EXCERPT ▸

Bug 2381

Summary: IFR database corruption leading to IFR_Service crash
Product: TAO Reporter: Richard Spence <richard.spence.extern>
Component: Interface RepositoryAssignee: DOC Center Support List (internal) <tao-support>
Status: ASSIGNED ---    
Severity: normal    
Priority: P3    
Version: 1.4.8   
Hardware: x86   
OS: Linux   

Description Richard Spence 2006-01-26 03:44:46 CST
Simple IDL loaded into IFR can cause (apparent) database corruption which then
causes IFR_Service to crash when corrupted area is subsequently queried.

Instructions to provoke this problem:

1. Begin by starting IFR:

	$ IFR_Service &

2. Load the following IDL (assumed to be in a file called T1.idl):

	typedef unsigned short US;

	interface IF
	{
	  oneway void OP(in US p1);
	};

	$ tao_ifr \
		-ORBInitRef InterfaceRepository=file://if_repo.ior \
		IDL/T1.idl

3. Run the (attached) simple query program 'ops':

	$ ./ops \
		-ORBInitRef InterfaceRepository=file://if_repo.ior \
		IDL:IF:1.0

This should print something like:

	## IDL:IF:1.0
	~~ IDL:IF/OP:1.0

This is telling me that interface 'IF' has one operation called 'OP'. 
Obviously, this is correct.

4. Now load the following IDL (assumed to be in a file called T2.idl):

	typedef unsigned short US;

Yes, that is a repeat of the first line from T1.idl.

	$ tao_ifr \
		-ORBInitRef InterfaceRepository=file://if_repo.ior \
		IDL/T2.idl

5. Run the 'ops' program again, same command as step 3. This time I get 
the following failure + crash:

	path_to_def_kind - bad path: 'defns\00000001'
	path_to_idltype - not an IDLType: 'defns\00000001'
	CORBA::SystemException: describe_interface failed
	[1]  + Segmentation fault            IFR_Service

--------

It looks like there are possibly two problems:

a) IFR_Service gets corrupted if presented with IDL that overwrites 
existing loaded stuff &

b) tao_ifr doesn't query for existing definitions before loading the IFR.

--------

And here is the source for the 'ops' program:

#include <iostream>
#include <unistd.h>
#include "tao/ORB.h"
#include "tao/IFR_Client/IFR_BasicC.h"

int
main
(int argc, char* argv[])

INFORMATION PROVIDED ▸
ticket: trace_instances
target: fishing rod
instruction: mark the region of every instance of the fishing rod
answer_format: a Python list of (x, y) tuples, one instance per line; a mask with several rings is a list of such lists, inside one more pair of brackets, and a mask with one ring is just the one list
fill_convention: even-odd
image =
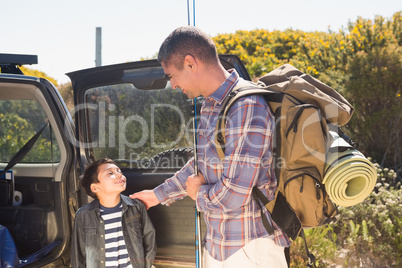
[[(187, 0), (187, 17), (190, 25), (190, 3)], [(193, 26), (195, 26), (195, 0), (193, 0)], [(194, 127), (194, 174), (198, 175), (198, 154), (197, 154), (197, 98), (192, 99), (193, 106), (193, 127)], [(195, 264), (197, 268), (202, 268), (202, 240), (201, 240), (201, 212), (195, 210)]]

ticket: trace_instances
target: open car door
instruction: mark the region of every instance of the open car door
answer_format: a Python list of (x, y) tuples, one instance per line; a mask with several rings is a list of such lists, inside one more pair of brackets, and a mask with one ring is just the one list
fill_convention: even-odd
[[(238, 57), (221, 55), (220, 59), (226, 69), (235, 68), (250, 80)], [(171, 88), (156, 60), (67, 75), (74, 90), (76, 146), (81, 159), (86, 163), (104, 157), (116, 161), (127, 178), (123, 194), (153, 189), (193, 156), (191, 102), (181, 90)], [(91, 201), (81, 192), (80, 206)], [(148, 213), (157, 234), (155, 265), (194, 266), (194, 201), (186, 197), (170, 207), (150, 208)]]

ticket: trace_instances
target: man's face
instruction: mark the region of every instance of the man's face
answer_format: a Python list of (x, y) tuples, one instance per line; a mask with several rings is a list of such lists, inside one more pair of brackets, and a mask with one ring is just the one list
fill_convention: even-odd
[(96, 183), (98, 192), (101, 194), (121, 193), (126, 189), (126, 177), (115, 164), (104, 163), (98, 167), (98, 180)]
[(174, 64), (166, 65), (165, 63), (162, 63), (162, 68), (166, 76), (169, 78), (172, 88), (180, 88), (189, 99), (201, 95), (197, 89), (196, 83), (194, 83), (195, 75), (192, 72), (191, 67), (184, 64), (184, 68), (178, 70)]

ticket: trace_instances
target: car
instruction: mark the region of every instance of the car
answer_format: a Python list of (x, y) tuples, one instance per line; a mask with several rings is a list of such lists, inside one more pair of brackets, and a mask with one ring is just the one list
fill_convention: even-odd
[[(219, 57), (250, 80), (238, 57)], [(75, 212), (92, 201), (80, 187), (85, 167), (111, 158), (127, 177), (123, 194), (154, 188), (193, 157), (194, 106), (159, 62), (145, 60), (68, 73), (69, 110), (52, 83), (20, 71), (35, 63), (35, 55), (0, 54), (0, 170), (11, 167), (0, 179), (0, 225), (21, 266), (68, 267)], [(194, 267), (194, 201), (148, 213), (155, 267)]]

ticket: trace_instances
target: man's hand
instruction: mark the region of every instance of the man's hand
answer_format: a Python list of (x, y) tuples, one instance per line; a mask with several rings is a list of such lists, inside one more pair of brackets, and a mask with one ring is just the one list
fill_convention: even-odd
[(195, 200), (197, 198), (198, 189), (203, 184), (205, 184), (205, 179), (202, 174), (189, 176), (186, 182), (187, 195), (191, 197), (191, 199)]
[(141, 192), (134, 193), (130, 195), (130, 198), (132, 199), (139, 199), (144, 203), (146, 209), (149, 209), (153, 206), (156, 206), (159, 204), (158, 198), (156, 198), (156, 195), (153, 190), (143, 190)]

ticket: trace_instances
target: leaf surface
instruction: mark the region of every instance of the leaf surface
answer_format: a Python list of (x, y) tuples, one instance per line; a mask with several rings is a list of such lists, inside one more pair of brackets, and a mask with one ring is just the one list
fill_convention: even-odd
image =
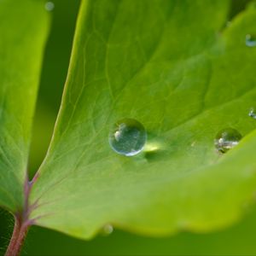
[(24, 201), (48, 16), (40, 1), (0, 1), (0, 205), (13, 212)]
[[(106, 224), (148, 234), (232, 224), (256, 189), (256, 34), (251, 6), (229, 27), (229, 1), (84, 1), (54, 137), (30, 202), (36, 224), (90, 238)], [(108, 144), (132, 118), (137, 156)], [(213, 140), (243, 136), (221, 155)]]

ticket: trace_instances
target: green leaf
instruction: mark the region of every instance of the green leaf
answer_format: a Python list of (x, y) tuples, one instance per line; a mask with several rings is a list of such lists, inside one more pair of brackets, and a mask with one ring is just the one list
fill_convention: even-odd
[(20, 210), (49, 15), (43, 3), (0, 1), (0, 205)]
[[(84, 1), (60, 114), (30, 203), (36, 224), (89, 238), (104, 224), (148, 235), (230, 224), (256, 190), (256, 132), (224, 155), (213, 140), (255, 120), (256, 9), (229, 1)], [(109, 128), (144, 125), (125, 157)]]

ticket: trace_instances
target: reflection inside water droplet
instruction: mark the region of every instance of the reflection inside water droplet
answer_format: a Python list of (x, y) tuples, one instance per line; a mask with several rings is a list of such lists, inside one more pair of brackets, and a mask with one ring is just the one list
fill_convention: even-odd
[(246, 35), (246, 45), (248, 47), (256, 46), (256, 37), (250, 34)]
[(111, 225), (111, 224), (107, 224), (107, 225), (105, 225), (105, 226), (103, 227), (103, 229), (102, 229), (102, 234), (103, 234), (104, 236), (108, 236), (108, 235), (110, 235), (111, 233), (113, 233), (113, 225)]
[(55, 9), (55, 4), (52, 2), (45, 3), (44, 8), (47, 11), (50, 12)]
[(118, 121), (109, 132), (111, 148), (118, 154), (132, 156), (140, 153), (146, 143), (147, 132), (143, 125), (132, 119)]
[(241, 135), (235, 129), (226, 128), (220, 131), (214, 140), (216, 148), (225, 153), (236, 147), (241, 139)]
[(250, 117), (252, 117), (253, 119), (256, 119), (256, 112), (255, 112), (255, 110), (254, 110), (253, 108), (252, 108), (249, 110), (248, 116), (250, 116)]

INSTRUCTION ▸ Reproduce the bug report starting at "Summary: IFR database" and ending at "is subsequently queried.", with "IFR_Service" updated to "IFR server".

THE SOLUTION ▸
Summary: IFR database corruption leading to IFR server crash
Product: TAO Reporter: Richard Spence <richard.spence.extern>
Component: Interface RepositoryAssignee: DOC Center Support List (internal) <tao-support>
Status: ASSIGNED ---    
Severity: normal    
Priority: P3    
Version: 1.4.8   
Hardware: x86   
OS: Linux   

Description Richard Spence 2006-01-26 03:44:46 CST
Simple IDL loaded into IFR can cause (apparent) database corruption which then
causes IFR server to crash when corrupted area is subsequently queried.